Would you give all of the records again, exactly as they read?
============================================================
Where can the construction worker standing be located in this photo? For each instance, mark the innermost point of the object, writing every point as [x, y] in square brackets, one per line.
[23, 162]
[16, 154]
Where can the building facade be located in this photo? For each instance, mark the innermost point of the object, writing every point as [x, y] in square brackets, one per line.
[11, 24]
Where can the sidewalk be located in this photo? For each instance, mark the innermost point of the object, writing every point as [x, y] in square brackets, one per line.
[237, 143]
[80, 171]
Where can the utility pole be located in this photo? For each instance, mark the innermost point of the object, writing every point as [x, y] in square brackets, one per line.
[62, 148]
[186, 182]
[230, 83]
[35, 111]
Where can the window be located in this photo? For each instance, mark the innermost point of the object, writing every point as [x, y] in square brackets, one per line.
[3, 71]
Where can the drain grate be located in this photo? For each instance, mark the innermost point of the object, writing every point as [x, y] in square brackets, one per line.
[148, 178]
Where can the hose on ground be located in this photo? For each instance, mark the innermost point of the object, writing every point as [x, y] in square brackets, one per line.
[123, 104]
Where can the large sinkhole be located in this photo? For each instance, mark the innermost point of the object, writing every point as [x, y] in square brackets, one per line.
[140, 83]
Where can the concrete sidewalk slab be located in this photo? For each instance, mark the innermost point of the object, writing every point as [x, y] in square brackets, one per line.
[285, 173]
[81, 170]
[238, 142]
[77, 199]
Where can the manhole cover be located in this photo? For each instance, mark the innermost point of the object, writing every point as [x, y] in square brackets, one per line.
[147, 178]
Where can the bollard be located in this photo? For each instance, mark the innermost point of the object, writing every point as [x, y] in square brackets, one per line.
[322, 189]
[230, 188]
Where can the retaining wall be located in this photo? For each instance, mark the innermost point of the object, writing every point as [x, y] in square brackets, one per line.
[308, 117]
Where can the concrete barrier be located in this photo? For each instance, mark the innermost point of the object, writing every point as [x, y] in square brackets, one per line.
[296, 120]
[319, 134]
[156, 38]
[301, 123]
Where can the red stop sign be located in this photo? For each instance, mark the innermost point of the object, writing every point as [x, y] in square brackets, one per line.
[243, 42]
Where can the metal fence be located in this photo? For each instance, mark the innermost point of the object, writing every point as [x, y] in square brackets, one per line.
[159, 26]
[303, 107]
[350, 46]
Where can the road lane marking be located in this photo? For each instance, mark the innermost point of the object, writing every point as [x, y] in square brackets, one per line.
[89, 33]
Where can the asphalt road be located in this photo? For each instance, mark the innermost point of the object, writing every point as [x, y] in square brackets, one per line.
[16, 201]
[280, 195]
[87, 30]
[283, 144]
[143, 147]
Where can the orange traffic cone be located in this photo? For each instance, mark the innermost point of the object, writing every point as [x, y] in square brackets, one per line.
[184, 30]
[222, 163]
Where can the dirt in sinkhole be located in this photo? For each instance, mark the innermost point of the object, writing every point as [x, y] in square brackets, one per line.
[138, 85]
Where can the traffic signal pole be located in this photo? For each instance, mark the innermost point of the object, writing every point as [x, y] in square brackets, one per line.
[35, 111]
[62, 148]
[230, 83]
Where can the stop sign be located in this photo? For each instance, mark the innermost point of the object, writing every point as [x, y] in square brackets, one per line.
============================================================
- Answer box:
Where can the construction worker standing be located in this photo? For each instance, mark the innermost point of the object, writing every point as [x, y] in square brackets, one per line.
[23, 162]
[16, 154]
Where can the building facade be located in this photo? For each instance, mark the innermost point of the object, writing every point as [x, y] in square brackets, one per line.
[11, 24]
Where can the sidewalk be located in this photo? For each instance, mark the innermost point of the object, writing every point as [x, y] in square brackets, one per line.
[237, 143]
[80, 171]
Where can the utility pole be located in this photo? For each instance, mark the innermost point of the object, writing every point as [x, y] in square brackets, one per line.
[62, 148]
[186, 182]
[230, 83]
[35, 111]
Where can the window be located in this photo? For each instance, mark the innermost point of the object, writing every point as [x, y] in square brackets, one per line.
[3, 71]
Where can the drain grate be located in this photo? For each instance, mark the innermost point of the object, writing every point as [x, y] in square brackets, one per line.
[148, 178]
Where can the hose on ground be located in this photo? For each instance, mark the innermost point of the object, writing every point as [x, y] in square brackets, one per line.
[123, 104]
Where can the large sinkhole be located in this photo? For each instance, mark the innermost point of the object, writing every point as [x, y] in square brackets, one per line.
[140, 83]
Where can the concrete sidewalk slab be located in this photo? For each instance, mark the innermost point of the object, writing every point as [x, y] in square brackets, one per line.
[285, 173]
[81, 170]
[238, 142]
[77, 199]
Where can the manhole cover be located in this photo? For each instance, mark the innermost point of the object, writing every point as [x, y] in square brackets, one per line.
[147, 178]
Where can the bollard be located in this photo? For each instance, mark the innermost point of the object, writing every point as [x, y] in square brackets, one per line.
[322, 189]
[230, 188]
Where can the retaining wall be located in this photo? For each instance, mark the innermost point of the object, writing every point as [x, y] in square brackets, one per line.
[308, 117]
Where can the concrete barrier be located in this photo? For each instance, mark the innermost point of the object, writing every point as [x, y] in square brackets, one per line.
[296, 120]
[319, 134]
[156, 38]
[301, 123]
Where can the red stop sign be located in this photo? For each instance, mark the innermost point of the object, writing every point as [x, y] in square brackets, one per line.
[243, 42]
Where can the metal fence be located in this photo? For each instance, mark the innermost point of the object, writing every point as [x, y] in square brackets, one per line.
[159, 26]
[303, 107]
[350, 46]
Where can the road lane marking be located in this photo? For each instance, mark the innermost point of the object, writing every point as [x, y] in square brackets, one per line.
[89, 33]
Where can the asphalt road be located in this photo? For each instance, mark the innermost point of the object, writing every point as [x, y] in square brackets, one per line.
[16, 201]
[280, 195]
[87, 30]
[283, 144]
[143, 147]
Where can the orange traffic cone be located in this photo? For each instance, mark the innermost point of the object, writing every point as [x, y] in square brackets, one per line.
[184, 30]
[222, 163]
Where can the dirt in sinkhole be located in this photo? For each instance, mark the innermost point of the object, writing every point as [x, y] in square brackets, one per line.
[138, 85]
Where can the traffic signal pole be located in this photo? For each instance, mark the innermost point of the object, writing every point as [x, y] in square brackets, one per line.
[35, 111]
[62, 148]
[230, 83]
Where can the stop sign be located in this photo? For each instance, mark the innermost point of the object, writing every point as [x, y] in square brackets, one per line.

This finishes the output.